*LEESTEKST:*
════════════════

Vitale functies = De belangrijkste functies van het lichaam. Deze functies kunnen we meten; Ze geven daarmee een globale indruk van hoe ziek/instabiel een lichaam is.
Hieronder verstaan we: Ademhaling en saturatie, Bloedcirculatie (hartslag en bloeddruk), Temperatuur, Bewustzijn.
Ademhaling en saturatie
De ademhaling meet je door het aantal ademteugen per minuut te tellen. Daarnaast kun je ook kijken naar de diepte van de ademhaling en of de betreffende patiënt extra spieren moet gebruiken om door te kunnen ademen. Een normale ademfrequentie zit tussen de 12 en 20 teugen per minuut.
Ook de hoeveelheid zuurstof in het bloed kunnen we meten. We meten de ‘zuurstofsaturatie’ met een saturatiemeter (=pulsoxymeter). De saturatiemeter meet de hoeveelheid zuurstof in het bloed en geeft dit weer in een percentage. Tussen 95 en 100% is normaal.
Bloedcirculatie
Er zijn meerdere waarden te meten voor de bloedcirculatie. De meest bekende is de hartslag. Deze meet je door je wijs en middelvinger op een oppervlakkige slagader te leggen en te tellen hoeveel pulsaties je voelt per minuut. Plekken waar je kunt voelen zijn bij de pols, de nek en de lies. Een normale hartslag in rust zit tussen 60 – 80 per minuut.
——————–>>>
De bloeddruk kan worden gemeten met een bloeddrukmeter, maar de kracht van de hartslag geeft een indicatie over de bloeddruk. Hoe dichter bij het hart, hoe krachtiger de bloedruk te voelen is. Het kan dus zijn dat de bloeddruk lager is dan normaal, waardoor de hartslag bij de pols niet meer goed te voelen is, maar bij de hals nog wel.
Temperatuur
De temperatuur is te meten met een thermometer. Normaal is deze rond de 37 graden Celcius. Bij 38,5 of hoger spreken we van koorts. Bij 35,0 of lager spreken we van onderkoeling.
Bewustzijn
We kunnen een globale indruk krijgen van het bewustzijn door te kijken naar de manier waarop iemand reageert. In deze training leert u 2 manieren om het bewustzijn uit te drukken. De AVPU-score en de EMV-score. Beide beoordelen het bewustzijn door te kijken wat de reactie is die het lichaam op een bepaalde prikkel (geen extra prikkel/praten/pijn) geeft.
AVPU-score
Dit staat voor Alert-Verbal-Pain-Unresponsive.
Om een snelle beschrijven van het bewustzijn van de patient te geven, kun je zeggen dat hij/zij:
A: alert is--> Patient doet spontaan de ogen open en is dan gewoon normaal in reactie naar u, zonder dat u daar een prikkel voor hoeft te geven. Het bewustzijn is volledig.
V: Reageert op verbale prikkel –> Patient is niet direct bij bewustzijn, maar reageert wanneer u hem/haar aanspreekt (reageert op een verbale prikkel). Hij/zij begint op uw aanspreken te kreunen/bewegen of doet bijvoorbeeld de ogen of de mond open. Het bewustzijn is verminderd.

════════════════

Geëxtraheerde gegevensregels
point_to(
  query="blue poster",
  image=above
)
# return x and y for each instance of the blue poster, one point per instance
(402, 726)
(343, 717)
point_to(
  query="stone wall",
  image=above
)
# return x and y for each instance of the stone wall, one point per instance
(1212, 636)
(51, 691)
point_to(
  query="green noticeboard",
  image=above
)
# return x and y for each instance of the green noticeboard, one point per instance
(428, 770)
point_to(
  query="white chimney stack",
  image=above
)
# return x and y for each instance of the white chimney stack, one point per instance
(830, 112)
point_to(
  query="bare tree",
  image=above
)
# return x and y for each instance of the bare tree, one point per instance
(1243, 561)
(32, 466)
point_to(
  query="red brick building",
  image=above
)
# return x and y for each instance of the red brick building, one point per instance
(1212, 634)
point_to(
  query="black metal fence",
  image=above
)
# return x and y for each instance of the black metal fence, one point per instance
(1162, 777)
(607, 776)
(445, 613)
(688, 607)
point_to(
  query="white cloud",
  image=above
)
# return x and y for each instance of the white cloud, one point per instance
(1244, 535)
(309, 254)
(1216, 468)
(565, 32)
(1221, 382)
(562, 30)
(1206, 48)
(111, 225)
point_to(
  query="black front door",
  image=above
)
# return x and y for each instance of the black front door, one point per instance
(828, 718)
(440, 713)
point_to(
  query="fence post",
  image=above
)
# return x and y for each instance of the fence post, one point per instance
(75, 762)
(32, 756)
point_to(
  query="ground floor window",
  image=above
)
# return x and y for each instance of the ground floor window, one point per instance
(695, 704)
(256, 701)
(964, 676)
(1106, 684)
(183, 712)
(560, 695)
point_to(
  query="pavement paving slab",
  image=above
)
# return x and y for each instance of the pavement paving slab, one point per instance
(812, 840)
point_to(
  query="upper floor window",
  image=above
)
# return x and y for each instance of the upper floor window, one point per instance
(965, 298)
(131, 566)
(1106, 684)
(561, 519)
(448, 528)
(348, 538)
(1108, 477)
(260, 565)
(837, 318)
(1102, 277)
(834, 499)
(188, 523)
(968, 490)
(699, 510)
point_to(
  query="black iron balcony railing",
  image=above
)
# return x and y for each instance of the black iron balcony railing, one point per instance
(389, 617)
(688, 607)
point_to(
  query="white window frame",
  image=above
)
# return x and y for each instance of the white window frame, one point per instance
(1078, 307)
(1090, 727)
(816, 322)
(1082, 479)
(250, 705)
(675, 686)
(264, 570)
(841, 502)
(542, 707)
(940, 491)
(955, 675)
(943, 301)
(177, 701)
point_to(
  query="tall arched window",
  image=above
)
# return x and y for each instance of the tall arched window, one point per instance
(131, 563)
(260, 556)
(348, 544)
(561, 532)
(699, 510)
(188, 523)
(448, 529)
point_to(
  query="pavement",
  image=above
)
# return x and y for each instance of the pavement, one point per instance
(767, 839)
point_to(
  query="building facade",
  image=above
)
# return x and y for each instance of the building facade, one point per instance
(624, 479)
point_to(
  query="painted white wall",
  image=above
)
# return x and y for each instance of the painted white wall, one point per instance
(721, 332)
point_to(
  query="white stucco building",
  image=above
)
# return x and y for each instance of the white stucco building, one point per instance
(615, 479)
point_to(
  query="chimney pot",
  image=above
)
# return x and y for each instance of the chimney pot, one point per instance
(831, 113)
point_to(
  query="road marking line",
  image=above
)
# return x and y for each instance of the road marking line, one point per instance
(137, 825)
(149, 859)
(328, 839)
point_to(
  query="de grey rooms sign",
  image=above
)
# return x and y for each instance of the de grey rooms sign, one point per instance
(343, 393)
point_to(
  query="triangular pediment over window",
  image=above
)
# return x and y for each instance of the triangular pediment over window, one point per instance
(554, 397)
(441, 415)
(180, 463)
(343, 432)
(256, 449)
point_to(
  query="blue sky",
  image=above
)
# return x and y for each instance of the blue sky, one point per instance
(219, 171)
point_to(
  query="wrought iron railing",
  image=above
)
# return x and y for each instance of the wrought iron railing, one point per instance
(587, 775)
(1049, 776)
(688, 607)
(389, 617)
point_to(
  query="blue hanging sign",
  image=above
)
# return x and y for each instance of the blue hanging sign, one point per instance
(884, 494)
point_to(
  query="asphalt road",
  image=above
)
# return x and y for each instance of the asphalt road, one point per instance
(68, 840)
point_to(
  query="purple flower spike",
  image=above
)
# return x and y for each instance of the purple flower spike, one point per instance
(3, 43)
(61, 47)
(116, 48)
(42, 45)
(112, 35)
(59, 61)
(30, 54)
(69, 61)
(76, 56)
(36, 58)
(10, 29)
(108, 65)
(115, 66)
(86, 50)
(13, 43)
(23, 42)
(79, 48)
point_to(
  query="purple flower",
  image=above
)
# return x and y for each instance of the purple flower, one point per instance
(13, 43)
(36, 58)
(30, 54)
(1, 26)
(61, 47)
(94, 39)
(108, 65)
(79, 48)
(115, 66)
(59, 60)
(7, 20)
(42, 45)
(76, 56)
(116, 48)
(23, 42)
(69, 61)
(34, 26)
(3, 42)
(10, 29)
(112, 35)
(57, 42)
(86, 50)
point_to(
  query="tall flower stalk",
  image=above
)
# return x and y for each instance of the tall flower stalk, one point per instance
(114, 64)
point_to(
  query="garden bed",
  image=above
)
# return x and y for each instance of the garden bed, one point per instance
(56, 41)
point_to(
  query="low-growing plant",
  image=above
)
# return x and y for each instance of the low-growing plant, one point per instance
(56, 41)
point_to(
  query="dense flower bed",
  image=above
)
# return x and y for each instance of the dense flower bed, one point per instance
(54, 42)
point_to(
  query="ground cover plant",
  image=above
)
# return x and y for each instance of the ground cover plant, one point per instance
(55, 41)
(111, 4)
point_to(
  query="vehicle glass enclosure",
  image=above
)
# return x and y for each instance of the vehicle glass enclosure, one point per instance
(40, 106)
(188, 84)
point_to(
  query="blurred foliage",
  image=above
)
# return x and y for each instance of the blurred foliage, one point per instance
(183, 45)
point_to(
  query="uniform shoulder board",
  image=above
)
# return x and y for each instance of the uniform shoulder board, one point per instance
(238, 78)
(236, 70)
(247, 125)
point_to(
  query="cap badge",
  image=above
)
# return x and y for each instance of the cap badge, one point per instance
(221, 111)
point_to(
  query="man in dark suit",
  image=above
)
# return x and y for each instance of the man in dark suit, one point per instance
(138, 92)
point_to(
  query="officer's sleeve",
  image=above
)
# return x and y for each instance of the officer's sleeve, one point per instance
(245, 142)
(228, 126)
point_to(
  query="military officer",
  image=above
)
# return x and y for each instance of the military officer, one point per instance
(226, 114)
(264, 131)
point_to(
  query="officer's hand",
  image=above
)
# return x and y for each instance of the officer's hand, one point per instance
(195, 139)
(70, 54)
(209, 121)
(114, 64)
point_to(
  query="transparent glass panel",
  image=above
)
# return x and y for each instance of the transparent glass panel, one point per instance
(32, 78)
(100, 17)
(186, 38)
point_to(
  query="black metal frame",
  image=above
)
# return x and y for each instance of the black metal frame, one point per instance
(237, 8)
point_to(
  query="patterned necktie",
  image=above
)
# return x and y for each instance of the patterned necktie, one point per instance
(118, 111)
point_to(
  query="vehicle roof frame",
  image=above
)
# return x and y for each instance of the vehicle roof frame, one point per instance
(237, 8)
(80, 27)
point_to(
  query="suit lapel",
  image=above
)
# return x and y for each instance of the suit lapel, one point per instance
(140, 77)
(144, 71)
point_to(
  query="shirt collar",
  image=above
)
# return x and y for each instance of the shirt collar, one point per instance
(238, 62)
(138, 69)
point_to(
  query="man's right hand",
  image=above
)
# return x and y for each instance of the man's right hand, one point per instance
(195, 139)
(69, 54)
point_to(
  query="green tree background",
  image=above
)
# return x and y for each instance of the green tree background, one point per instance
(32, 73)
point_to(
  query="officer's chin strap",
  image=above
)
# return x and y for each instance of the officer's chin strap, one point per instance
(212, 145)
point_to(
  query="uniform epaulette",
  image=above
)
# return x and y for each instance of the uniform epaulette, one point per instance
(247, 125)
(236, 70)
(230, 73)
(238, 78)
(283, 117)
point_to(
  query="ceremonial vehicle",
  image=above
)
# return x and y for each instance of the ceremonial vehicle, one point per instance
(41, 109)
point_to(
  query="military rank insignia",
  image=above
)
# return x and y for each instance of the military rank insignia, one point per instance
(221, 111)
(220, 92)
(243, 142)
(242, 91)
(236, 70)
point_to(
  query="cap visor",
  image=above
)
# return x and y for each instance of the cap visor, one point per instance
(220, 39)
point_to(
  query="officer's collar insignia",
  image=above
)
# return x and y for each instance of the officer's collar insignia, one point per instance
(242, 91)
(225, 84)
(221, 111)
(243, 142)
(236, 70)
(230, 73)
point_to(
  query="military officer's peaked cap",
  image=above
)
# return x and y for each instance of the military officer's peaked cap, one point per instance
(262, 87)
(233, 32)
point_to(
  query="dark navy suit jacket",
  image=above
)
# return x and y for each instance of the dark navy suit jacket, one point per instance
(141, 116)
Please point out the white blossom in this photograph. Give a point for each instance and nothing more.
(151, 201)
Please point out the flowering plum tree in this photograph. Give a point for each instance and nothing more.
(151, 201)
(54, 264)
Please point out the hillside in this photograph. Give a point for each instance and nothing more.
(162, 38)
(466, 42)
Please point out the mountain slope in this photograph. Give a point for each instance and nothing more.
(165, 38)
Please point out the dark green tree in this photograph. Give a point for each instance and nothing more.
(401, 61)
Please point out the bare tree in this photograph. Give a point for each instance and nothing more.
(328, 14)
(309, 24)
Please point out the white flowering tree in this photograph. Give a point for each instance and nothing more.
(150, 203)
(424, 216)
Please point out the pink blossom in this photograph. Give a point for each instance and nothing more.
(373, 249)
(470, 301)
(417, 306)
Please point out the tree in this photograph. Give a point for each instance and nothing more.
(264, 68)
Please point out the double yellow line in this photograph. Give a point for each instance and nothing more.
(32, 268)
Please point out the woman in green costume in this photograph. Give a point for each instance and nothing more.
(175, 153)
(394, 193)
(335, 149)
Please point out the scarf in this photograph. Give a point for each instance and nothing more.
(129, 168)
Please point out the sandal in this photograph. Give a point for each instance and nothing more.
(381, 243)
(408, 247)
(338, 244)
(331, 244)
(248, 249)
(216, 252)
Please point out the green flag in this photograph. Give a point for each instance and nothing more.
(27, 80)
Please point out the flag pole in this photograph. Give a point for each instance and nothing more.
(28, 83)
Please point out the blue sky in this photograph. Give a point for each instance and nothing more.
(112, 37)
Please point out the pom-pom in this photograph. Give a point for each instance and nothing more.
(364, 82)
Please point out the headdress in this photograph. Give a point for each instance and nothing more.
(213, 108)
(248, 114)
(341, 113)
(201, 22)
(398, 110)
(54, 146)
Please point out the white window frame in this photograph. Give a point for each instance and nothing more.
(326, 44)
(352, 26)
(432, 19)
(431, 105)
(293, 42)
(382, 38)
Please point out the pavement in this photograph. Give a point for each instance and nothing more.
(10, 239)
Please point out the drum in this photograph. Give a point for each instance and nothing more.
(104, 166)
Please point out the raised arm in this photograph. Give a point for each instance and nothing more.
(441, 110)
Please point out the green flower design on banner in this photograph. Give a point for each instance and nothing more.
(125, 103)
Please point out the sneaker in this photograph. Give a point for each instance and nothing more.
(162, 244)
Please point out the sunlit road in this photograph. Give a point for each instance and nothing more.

════════════════

*JOUW OPDRACHT:*
Schrijf uit de tekst over vitale functies het stuk van "Ook de hoeveelheid" tot en met "100% is normaal." letterlijk over.

*RESULTAAT OPDRACHT:*
Ook de hoeveelheid zuurstof in het bloed kunnen we meten. We meten de ‘zuurstofsaturatie’ met een saturatiemeter (=pulsoxymeter). De saturatiemeter meet de hoeveelheid zuurstof in het bloed en geeft dit weer in een percentage. Tussen 95 en 100% is normaal.